• [TEXT PASSAGE]:
American economist and statistician (1901–1985)

Simon Smith Kuznets (/ˈkʌznɛts/ KUZ-nets; Семён Абра́мович Кузне́ц, /ru/; April 30, 1901 – July 8, 1985) was a Russian-born American economist and statistician. He received the 1971 Nobel Memorial Prize in Economic Sciences "for his empirically founded interpretation of economic growth which has led to new and deepened insight into the economic and social structure and process of development."

Kuznets made a decisive contribution to the transformation of economics into an empirical science and to the formation of quantitative economic history. Kuznets pioneered the concept of gross domestic product, which seeks to capture all economic production in a state by a single measure.

==Biography==
===Early life===
Simon Kuznets was born on April 30, 1901, in Pinsk, the capital of Pinsky Uyezd in Minsk Governorate of the Russian Empire (present-day Belarus), to a Jewish family. He had two brothers, Solomon and George. He completed his schooling, first at the Realschule in Rovno and then Kharkov (present-day Ukraine). In 1918, Kuznets entered the Kharkov Institute of Commerce, where he studied economic sciences, statistics, history and mathematics under the guidance of professors P. Fomin (political economy), A. Antsiferov (statistics), V. Levitsky (economic history and economic thought), S. Bernstein (probability theory), V. Davats (mathematics), and others. Basic academic courses at the Institute helped him to acquire "exceptional" erudition in economics, as well as in history, demography, statistics and natural sciences. According to the institute's curriculum, development of national economies had to be analyzed in the wider context of changes in "connected spheres" and with the involvement of proper methods and empirical data. There, he began to study economics, and became exposed to Joseph Schumpeter's theory of innovation and the business cycle.

At the turn of the decade, the normal work in the institute was interrupted by the events of the Russian Civil War; reorganizations were undertaken by the Soviet authorities in the sphere of the higher education. There is no precise information whether Kuznets continued his studies at the institute, but it is known that he joined the Department of Labor of UZHBURO (South Bureau) of the Central Council of Trade Unions. There, he published his first scientific paper, "Monetary wages and salaries of factory workers in Kharkov in 1920"; he explored the dynamics of different types of wages by industries in Kharkov and income differentiation, depending on the wage system.

===Emigration to the United States===
In 1922, the Kuznets family emigrated to the United States. Kuznets then studied at Columbia University under the guidance of Wesley Clair Mitchell. He graduated with a B.S. in 1923, M.A. in 1924, and Ph.D. in 1926. As his magister thesis, he defended his essay "Economic system of Dr. Schumpeter, presented and analyzed", written in Kharkov. From 1925 to 1926, Kuznets spent time studying economic patterns in prices as the Research Fellow at the Social Science Research Council. It was this work that led to his book "Secular Movements in Production and Prices", defended as a doctoral thesis and published in 1930.

• [ACTIVITY]: Reproduce everything in the passage on Simon Kuznets from "At the turn" down to "the wage system.".

• [RECORDS SHOWN]:

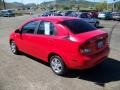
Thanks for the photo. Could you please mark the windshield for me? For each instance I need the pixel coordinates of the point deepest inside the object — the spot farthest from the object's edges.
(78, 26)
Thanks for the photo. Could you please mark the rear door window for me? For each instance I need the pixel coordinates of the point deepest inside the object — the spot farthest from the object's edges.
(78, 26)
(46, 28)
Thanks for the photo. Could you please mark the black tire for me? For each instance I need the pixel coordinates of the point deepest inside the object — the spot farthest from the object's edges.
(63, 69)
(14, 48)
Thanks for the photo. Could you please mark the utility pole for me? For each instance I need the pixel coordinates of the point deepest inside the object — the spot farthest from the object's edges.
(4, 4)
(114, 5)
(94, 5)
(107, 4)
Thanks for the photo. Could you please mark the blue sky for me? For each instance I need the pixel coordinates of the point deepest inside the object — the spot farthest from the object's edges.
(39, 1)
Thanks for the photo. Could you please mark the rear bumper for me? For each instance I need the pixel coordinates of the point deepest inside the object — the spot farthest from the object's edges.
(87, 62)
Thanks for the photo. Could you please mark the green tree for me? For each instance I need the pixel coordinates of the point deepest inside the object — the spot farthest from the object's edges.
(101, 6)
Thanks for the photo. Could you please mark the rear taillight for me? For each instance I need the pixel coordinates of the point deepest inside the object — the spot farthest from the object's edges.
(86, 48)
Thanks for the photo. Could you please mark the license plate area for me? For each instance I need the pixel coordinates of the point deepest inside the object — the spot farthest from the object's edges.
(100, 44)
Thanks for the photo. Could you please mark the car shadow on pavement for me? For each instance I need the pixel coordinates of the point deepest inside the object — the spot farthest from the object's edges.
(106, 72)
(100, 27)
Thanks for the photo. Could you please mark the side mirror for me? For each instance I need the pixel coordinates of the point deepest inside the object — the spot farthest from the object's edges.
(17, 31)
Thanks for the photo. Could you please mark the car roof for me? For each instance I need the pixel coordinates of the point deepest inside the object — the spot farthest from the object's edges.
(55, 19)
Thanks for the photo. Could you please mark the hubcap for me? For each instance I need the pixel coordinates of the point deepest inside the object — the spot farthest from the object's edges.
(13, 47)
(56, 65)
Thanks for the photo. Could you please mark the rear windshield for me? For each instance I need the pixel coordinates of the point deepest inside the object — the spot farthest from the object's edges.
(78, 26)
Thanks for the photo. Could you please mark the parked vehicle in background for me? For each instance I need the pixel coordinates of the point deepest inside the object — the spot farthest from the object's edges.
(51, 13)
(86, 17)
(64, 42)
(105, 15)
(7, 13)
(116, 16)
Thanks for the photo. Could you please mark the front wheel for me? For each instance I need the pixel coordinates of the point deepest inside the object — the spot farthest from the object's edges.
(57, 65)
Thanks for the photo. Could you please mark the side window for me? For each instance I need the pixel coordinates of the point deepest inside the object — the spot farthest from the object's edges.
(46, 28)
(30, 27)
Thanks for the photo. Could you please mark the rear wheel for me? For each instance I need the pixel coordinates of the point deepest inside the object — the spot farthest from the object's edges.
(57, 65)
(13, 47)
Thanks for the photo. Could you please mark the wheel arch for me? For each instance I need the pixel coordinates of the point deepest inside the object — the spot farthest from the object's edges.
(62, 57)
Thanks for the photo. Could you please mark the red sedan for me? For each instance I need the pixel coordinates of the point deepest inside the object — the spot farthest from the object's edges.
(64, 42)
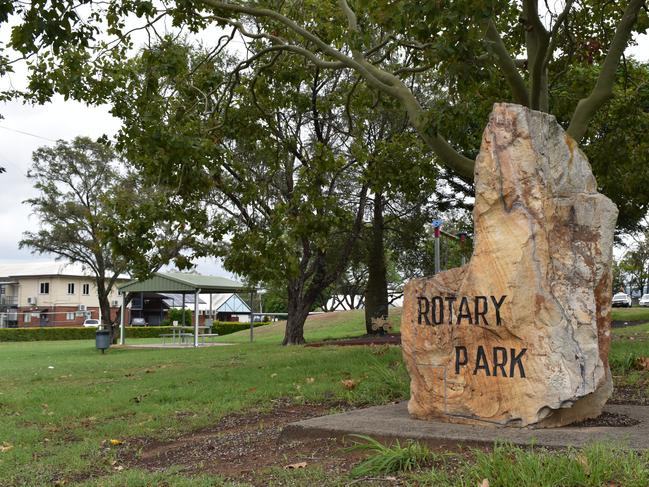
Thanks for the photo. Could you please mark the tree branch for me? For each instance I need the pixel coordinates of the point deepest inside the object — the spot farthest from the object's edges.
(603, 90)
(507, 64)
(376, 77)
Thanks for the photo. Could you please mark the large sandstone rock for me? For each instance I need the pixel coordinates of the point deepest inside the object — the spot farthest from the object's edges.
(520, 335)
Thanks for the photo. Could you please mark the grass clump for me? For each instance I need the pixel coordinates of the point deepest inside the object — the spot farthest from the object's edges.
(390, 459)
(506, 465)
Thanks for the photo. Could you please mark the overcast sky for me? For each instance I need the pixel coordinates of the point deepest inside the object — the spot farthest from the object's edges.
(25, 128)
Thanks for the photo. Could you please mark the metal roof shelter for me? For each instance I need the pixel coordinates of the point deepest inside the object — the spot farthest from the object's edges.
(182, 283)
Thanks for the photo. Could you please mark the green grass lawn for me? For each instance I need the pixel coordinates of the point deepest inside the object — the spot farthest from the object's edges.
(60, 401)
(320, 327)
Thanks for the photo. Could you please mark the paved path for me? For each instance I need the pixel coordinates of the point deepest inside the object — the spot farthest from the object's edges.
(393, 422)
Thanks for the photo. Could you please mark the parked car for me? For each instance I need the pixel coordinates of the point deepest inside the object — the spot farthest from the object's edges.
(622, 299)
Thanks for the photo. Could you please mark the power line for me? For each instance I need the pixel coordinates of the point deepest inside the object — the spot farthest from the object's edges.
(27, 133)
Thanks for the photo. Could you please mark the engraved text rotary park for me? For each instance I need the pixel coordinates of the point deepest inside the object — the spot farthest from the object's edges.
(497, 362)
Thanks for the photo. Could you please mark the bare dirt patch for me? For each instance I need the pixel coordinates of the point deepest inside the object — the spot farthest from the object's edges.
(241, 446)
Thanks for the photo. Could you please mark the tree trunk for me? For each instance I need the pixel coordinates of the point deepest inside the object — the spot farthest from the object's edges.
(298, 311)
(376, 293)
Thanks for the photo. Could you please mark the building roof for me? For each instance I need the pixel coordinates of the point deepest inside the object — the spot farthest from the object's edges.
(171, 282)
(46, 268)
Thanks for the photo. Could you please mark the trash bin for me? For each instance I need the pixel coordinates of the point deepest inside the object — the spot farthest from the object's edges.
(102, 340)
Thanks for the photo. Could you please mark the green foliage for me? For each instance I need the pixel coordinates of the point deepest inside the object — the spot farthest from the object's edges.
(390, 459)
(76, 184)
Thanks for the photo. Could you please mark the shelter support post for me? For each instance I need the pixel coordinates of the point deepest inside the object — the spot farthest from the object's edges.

• [RESULT]:
At the turn of the decade, the normal work in the institute was interrupted by the events of the Russian Civil War; reorganizations were undertaken by the Soviet authorities in the sphere of the higher education. There is no precise information whether Kuznets continued his studies at the institute, but it is known that he joined the Department of Labor of UZHBURO (South Bureau) of the Central Council of Trade Unions. There, he published his first scientific paper, "Monetary wages and salaries of factory workers in Kharkov in 1920"; he explored the dynamics of different types of wages by industries in Kharkov and income differentiation, depending on the wage system.